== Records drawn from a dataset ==
● ● ●

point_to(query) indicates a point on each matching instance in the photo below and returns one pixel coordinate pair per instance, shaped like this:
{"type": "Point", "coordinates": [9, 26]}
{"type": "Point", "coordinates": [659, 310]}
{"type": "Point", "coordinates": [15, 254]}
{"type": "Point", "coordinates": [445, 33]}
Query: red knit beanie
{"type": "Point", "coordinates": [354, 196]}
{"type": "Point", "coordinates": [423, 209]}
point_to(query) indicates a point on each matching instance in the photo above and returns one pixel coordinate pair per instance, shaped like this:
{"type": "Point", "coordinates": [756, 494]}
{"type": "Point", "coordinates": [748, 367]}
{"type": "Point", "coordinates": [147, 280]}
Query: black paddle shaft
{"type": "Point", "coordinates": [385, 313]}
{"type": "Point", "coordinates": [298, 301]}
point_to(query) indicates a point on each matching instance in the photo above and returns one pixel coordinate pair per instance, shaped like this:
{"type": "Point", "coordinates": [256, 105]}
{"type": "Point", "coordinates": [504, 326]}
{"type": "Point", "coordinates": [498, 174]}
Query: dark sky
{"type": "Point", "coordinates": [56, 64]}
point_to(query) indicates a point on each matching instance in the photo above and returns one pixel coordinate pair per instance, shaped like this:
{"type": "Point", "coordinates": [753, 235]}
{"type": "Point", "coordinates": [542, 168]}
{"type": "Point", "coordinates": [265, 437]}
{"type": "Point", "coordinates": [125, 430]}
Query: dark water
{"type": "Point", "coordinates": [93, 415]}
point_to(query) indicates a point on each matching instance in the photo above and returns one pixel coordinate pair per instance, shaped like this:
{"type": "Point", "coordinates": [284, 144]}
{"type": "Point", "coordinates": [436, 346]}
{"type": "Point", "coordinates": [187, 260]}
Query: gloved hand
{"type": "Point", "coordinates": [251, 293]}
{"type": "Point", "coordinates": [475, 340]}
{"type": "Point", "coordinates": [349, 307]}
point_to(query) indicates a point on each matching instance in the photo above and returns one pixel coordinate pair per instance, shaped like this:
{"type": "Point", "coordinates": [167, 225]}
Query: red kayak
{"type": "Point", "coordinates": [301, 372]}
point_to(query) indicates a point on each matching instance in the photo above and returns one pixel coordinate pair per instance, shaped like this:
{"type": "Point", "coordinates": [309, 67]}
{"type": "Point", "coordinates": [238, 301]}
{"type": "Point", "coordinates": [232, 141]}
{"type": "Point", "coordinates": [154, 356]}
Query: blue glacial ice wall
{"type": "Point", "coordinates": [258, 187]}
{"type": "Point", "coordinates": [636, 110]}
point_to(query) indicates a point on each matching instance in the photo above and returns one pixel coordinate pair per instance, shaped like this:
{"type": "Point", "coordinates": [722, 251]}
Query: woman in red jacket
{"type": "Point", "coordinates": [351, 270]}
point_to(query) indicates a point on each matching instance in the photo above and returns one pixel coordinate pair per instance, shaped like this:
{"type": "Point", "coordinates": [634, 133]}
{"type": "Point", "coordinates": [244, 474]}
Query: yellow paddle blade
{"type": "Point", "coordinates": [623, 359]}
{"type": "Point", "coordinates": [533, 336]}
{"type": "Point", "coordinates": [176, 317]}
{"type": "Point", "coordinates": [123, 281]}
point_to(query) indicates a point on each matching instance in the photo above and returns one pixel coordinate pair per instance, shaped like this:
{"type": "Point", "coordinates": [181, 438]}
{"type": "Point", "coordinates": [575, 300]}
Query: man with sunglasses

● ● ●

== TASK PROMPT ==
All of the data must be set down again exactly.

== TASK RESULT ==
point_to(query) indicates a point on each matching instance in the photo below and returns one pixel coordinate pair per instance, shaped like this:
{"type": "Point", "coordinates": [9, 26]}
{"type": "Point", "coordinates": [659, 310]}
{"type": "Point", "coordinates": [15, 254]}
{"type": "Point", "coordinates": [445, 33]}
Query: red knit beanie
{"type": "Point", "coordinates": [354, 196]}
{"type": "Point", "coordinates": [423, 209]}
point_to(query) indicates a point on each matching instance in the photo above and returns one pixel coordinate pair per instance, shaped like this:
{"type": "Point", "coordinates": [756, 494]}
{"type": "Point", "coordinates": [748, 367]}
{"type": "Point", "coordinates": [147, 280]}
Query: black paddle shaft
{"type": "Point", "coordinates": [385, 313]}
{"type": "Point", "coordinates": [298, 301]}
point_to(query) indicates a point on each matching instance in the photo above and returns one pixel coordinate pair per instance, shaped like this:
{"type": "Point", "coordinates": [256, 105]}
{"type": "Point", "coordinates": [504, 326]}
{"type": "Point", "coordinates": [498, 174]}
Query: dark sky
{"type": "Point", "coordinates": [56, 64]}
point_to(query) indicates a point on each matching instance in the photo above and returns one pixel coordinate pair per instance, shaped like this:
{"type": "Point", "coordinates": [753, 235]}
{"type": "Point", "coordinates": [542, 168]}
{"type": "Point", "coordinates": [265, 437]}
{"type": "Point", "coordinates": [125, 430]}
Query: dark water
{"type": "Point", "coordinates": [93, 415]}
point_to(query) indicates a point on each matching instance in the photo above and returns one pixel coordinate pair per instance, shaped like this:
{"type": "Point", "coordinates": [284, 144]}
{"type": "Point", "coordinates": [436, 346]}
{"type": "Point", "coordinates": [187, 260]}
Query: gloved hand
{"type": "Point", "coordinates": [251, 293]}
{"type": "Point", "coordinates": [475, 340]}
{"type": "Point", "coordinates": [349, 307]}
point_to(query) indicates a point on each matching instance in the photo above and returns one pixel coordinate pair per instance, shaped like this:
{"type": "Point", "coordinates": [167, 225]}
Query: red kayak
{"type": "Point", "coordinates": [301, 372]}
point_to(query) indicates a point on each matching instance in the photo above and returns one pixel coordinate pair per instance, shaped like this:
{"type": "Point", "coordinates": [309, 67]}
{"type": "Point", "coordinates": [238, 301]}
{"type": "Point", "coordinates": [232, 141]}
{"type": "Point", "coordinates": [154, 356]}
Query: blue glacial ice wall
{"type": "Point", "coordinates": [258, 187]}
{"type": "Point", "coordinates": [636, 110]}
point_to(query) indicates a point on each matching instance in the photo above and returns one pixel coordinate pair per instance, shaped like this:
{"type": "Point", "coordinates": [722, 251]}
Query: woman in red jacket
{"type": "Point", "coordinates": [351, 270]}
point_to(query) indicates a point on each matching instance in the photo above and returns one pixel coordinate pair per instance, shaped like this:
{"type": "Point", "coordinates": [634, 133]}
{"type": "Point", "coordinates": [244, 474]}
Query: yellow paddle blade
{"type": "Point", "coordinates": [623, 359]}
{"type": "Point", "coordinates": [533, 336]}
{"type": "Point", "coordinates": [176, 317]}
{"type": "Point", "coordinates": [123, 281]}
point_to(query) indicates a point on each matching instance in the photo above and returns one pixel coordinate pair per instance, shaped like this:
{"type": "Point", "coordinates": [181, 438]}
{"type": "Point", "coordinates": [575, 300]}
Query: man with sunglasses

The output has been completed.